- **Série d’exercices**
1. Reproduisez fidèlement le passage du texte sur Rail Baltica qui s’ouvre sur les mots contenant "Un réseau à" et se ferme sur "s'éterniserait jusqu'en 2010.".
2. Selon le texte sur Rail Baltica, depuis quelle date l’Union européenne parraine-t-elle la construction de cet axe ferroviaire ?

Rail baltica: le chaînon manquant de la Baltique ferroviaire

À l’heure actuelle, aucune liaison ferroviaire directe n’existe entre Tallinn, Riga et Vilnius. En revanche ces trois villes sont directement reliées à Saint-Pétersbourg au rythme d’au moins six correspondances par semaine. Cet héritage de l’époque soviétique est aujourd’hui devenu une anomalie de l’intégration européenne et une des entraves au développement de la région.


Gare de JelgavaSouhaitée depuis près de vingt ans, la construction d’un axe ferroviaire reliant d’un trait la Pologne et les trois Etats baltes est parrainée depuis avril 2004 par l'Union européenne (UE) et baptisée Rail Baltica.

Bien que chacun en fasse une des priorités de la coopération régionale, cette initiative demeure encore aujourd'hui dans les cartons en raison d'une multitude d'obstacles. Mais même si la perspective d'un train à grande vitesse circulant le long de la rive orientale de la Baltique prend du retard, le projet a déjà parcouru un long chemin.

Un réseau à trous

Pour des raisons historiques et économiques, les Etats baltes, et en particulier l’Estonie et la Lettonie d’aujourd’hui, utilisent peu le train comme moyen de transport. Lourde responsabilité de l'entretien des voies et des équipements, manque d’investissements publics ou encore faible fréquentation de certaines lignes ne favorisent pas l’émergence de réseaux nationaux efficaces. Aussi la liaison entre Riga et l'important port de Ventspils était fermée entre 2001 et 2008 car elle n’était pas assez rentable. Entre Riga et Tallinn, aucune liaison ferroviaire n'existe. Le train allant de Valka/Valga, sur la frontière, à Tartu a été remplacé par un bus en août 2008 pour réparations sur la voie. Crise financière oblige, il semble que cette situation s'éterniserait jusqu'en 2010.

- **Données fournies**
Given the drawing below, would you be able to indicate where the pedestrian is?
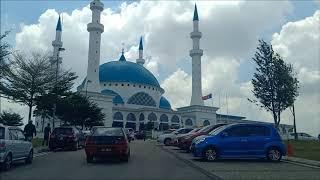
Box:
[24,121,37,142]
[42,123,51,146]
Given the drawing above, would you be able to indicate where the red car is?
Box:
[177,124,226,151]
[85,127,130,163]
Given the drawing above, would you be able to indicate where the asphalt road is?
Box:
[0,141,215,180]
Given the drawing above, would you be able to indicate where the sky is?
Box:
[1,0,320,136]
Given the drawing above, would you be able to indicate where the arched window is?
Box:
[148,113,157,121]
[203,120,210,126]
[139,113,144,121]
[171,115,180,123]
[128,92,156,107]
[127,113,136,121]
[185,119,193,126]
[160,114,169,122]
[113,112,123,121]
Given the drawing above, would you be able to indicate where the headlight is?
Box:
[196,138,206,144]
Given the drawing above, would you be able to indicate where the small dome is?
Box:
[99,58,160,87]
[101,89,124,104]
[159,96,171,109]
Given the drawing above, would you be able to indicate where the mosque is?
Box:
[37,0,291,134]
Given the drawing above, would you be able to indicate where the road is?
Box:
[0,141,320,180]
[0,141,215,180]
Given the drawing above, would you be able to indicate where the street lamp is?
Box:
[52,47,66,128]
[86,80,92,97]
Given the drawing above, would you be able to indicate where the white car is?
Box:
[289,133,319,141]
[0,124,33,171]
[158,128,193,146]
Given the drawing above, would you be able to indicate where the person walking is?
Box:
[24,121,37,142]
[42,123,51,146]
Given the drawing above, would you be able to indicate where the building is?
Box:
[37,0,292,134]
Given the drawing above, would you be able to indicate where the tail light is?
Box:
[85,136,93,146]
[0,142,6,152]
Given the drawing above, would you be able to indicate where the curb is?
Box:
[158,146,222,180]
[283,156,320,168]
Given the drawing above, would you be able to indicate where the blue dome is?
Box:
[101,89,124,104]
[99,60,160,87]
[159,96,171,109]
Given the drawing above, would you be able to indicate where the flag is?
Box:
[202,93,212,100]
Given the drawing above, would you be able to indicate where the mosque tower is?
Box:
[136,37,145,66]
[85,0,104,93]
[190,5,204,106]
[51,15,63,68]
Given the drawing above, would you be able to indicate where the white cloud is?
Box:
[2,1,319,136]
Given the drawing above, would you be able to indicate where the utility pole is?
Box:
[292,103,298,140]
[52,48,65,128]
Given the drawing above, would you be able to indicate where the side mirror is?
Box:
[220,132,228,138]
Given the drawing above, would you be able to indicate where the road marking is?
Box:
[281,160,320,169]
[33,152,51,157]
[158,145,222,180]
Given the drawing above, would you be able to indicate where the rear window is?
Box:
[53,128,72,134]
[0,127,4,139]
[93,128,123,136]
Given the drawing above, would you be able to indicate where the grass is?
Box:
[285,140,320,161]
[32,138,43,148]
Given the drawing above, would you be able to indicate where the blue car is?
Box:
[192,123,286,162]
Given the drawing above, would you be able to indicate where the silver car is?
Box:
[0,124,33,171]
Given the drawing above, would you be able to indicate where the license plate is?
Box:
[100,148,111,152]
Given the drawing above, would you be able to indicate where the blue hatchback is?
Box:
[193,123,286,161]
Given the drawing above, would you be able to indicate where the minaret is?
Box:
[51,15,63,68]
[136,36,145,66]
[86,0,104,93]
[190,5,204,106]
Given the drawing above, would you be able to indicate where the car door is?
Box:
[9,128,22,159]
[219,125,248,157]
[247,125,272,156]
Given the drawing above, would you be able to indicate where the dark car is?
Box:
[177,124,226,151]
[85,127,130,163]
[49,126,85,151]
[193,123,286,162]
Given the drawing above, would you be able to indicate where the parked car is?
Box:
[85,127,130,163]
[49,126,85,151]
[177,124,226,151]
[193,123,286,162]
[289,133,318,141]
[125,128,134,142]
[0,124,33,171]
[158,128,193,146]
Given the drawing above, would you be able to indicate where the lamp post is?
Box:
[86,80,92,97]
[52,47,66,128]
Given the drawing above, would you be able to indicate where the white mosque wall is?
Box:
[100,82,164,109]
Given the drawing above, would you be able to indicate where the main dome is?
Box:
[99,60,160,87]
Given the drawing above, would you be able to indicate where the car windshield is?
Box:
[93,128,123,136]
[0,127,4,139]
[53,128,72,134]
[209,125,230,136]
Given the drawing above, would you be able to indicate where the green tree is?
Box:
[0,31,12,79]
[0,111,23,126]
[57,93,105,128]
[249,40,299,127]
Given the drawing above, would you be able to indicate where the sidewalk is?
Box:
[283,156,320,167]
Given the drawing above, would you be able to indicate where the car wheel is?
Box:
[1,154,12,171]
[164,138,171,146]
[87,156,93,163]
[267,148,282,162]
[204,147,218,162]
[26,150,33,164]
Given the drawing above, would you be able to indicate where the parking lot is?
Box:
[161,144,320,180]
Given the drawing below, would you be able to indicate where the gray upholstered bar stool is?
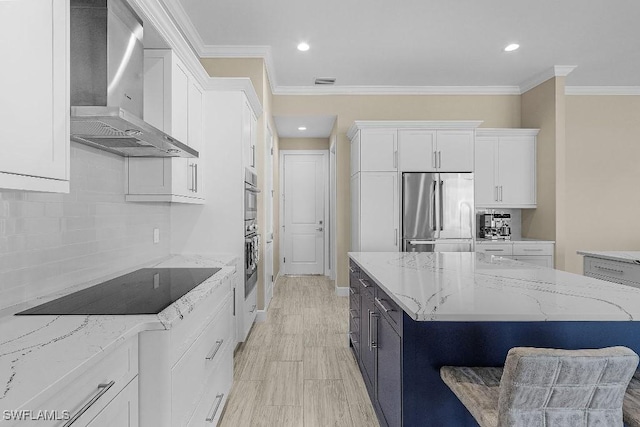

- **Réponses par exercice**
1.
Un réseau à trous

Pour des raisons historiques et économiques, les Etats baltes, et en particulier l’Estonie et la Lettonie d’aujourd’hui, utilisent peu le train comme moyen de transport. Lourde responsabilité de l'entretien des voies et des équipements, manque d’investissements publics ou encore faible fréquentation de certaines lignes ne favorisent pas l’émergence de réseaux nationaux efficaces. Aussi la liaison entre Riga et l'important port de Ventspils était fermée entre 2001 et 2008 car elle n’était pas assez rentable. Entre Riga et Tallinn, aucune liaison ferroviaire n'existe. Le train allant de Valka/Valga, sur la frontière, à Tartu a été remplacé par un bus en août 2008 pour réparations sur la voie. Crise financière oblige, il semble que cette situation s'éterniserait jusqu'en 2010.

2. Depuis avril 2004.